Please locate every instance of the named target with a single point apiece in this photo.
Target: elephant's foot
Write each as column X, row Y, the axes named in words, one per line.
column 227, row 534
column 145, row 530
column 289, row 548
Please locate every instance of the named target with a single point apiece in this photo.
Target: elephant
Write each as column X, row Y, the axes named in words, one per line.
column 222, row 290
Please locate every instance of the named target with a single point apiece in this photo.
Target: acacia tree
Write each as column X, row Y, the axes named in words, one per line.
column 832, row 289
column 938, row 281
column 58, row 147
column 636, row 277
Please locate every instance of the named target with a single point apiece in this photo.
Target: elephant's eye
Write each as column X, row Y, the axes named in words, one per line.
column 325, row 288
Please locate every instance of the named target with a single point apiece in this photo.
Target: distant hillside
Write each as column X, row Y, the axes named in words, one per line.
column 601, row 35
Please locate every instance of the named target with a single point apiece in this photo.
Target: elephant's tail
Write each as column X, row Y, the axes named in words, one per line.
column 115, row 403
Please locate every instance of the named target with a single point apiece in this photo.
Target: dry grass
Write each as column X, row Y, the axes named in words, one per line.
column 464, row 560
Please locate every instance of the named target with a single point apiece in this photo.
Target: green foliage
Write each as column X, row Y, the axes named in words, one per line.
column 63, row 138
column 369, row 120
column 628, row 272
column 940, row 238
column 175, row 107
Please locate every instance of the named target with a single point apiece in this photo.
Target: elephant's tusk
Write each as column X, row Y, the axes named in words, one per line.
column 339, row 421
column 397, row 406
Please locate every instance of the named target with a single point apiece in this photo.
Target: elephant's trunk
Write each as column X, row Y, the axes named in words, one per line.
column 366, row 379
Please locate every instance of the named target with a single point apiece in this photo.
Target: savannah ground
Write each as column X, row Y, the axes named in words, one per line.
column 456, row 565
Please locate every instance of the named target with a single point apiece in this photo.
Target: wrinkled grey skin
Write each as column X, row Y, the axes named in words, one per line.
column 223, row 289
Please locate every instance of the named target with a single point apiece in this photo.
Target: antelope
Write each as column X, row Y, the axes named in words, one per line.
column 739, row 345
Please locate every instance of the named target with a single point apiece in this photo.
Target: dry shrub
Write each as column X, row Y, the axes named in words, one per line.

THE PROBLEM —
Format the stretch of rows from the start of the records through the line containing "column 464, row 560" as a JSON list of strings, one string per line, with blank lines omitted and both ends included.

FINAL RESULT —
[
  "Please locate every instance of the named target with a single point apiece in this photo.",
  "Target: elephant's foot",
  "Write each as column X, row Y, the axes named in words, one per line.",
  "column 227, row 534",
  "column 145, row 530",
  "column 289, row 548",
  "Please locate every instance of the named target with a single point apiece in this photo.",
  "Target: elephant",
  "Write each as column X, row Y, the axes named in words, one per line.",
  "column 222, row 290",
  "Please locate every instance of the named target with a single point apiece in this photo.",
  "Target: acacia tree",
  "Write each as column X, row Y, the axes named in words, one per line.",
  "column 832, row 289",
  "column 938, row 281",
  "column 58, row 147",
  "column 636, row 277",
  "Please locate every instance of the named target with a single point apiece in this photo.",
  "Target: elephant's eye",
  "Write each as column X, row Y, the axes named in words, one per line.",
  "column 325, row 288",
  "Please locate every instance of the named target with a single point apiece in this photo.",
  "Target: distant hillside",
  "Write each as column X, row Y, the axes named in words, one per line.",
  "column 601, row 35",
  "Please locate every instance of the named target with a single point apiece in this photo.",
  "Target: elephant's tail",
  "Write each as column X, row Y, the axes named in words, one per line.",
  "column 115, row 403",
  "Please locate every instance of the named target with a single point apiece in this photo.",
  "Target: dry grass",
  "Write each as column X, row Y, the axes named in words, one per line.",
  "column 464, row 560"
]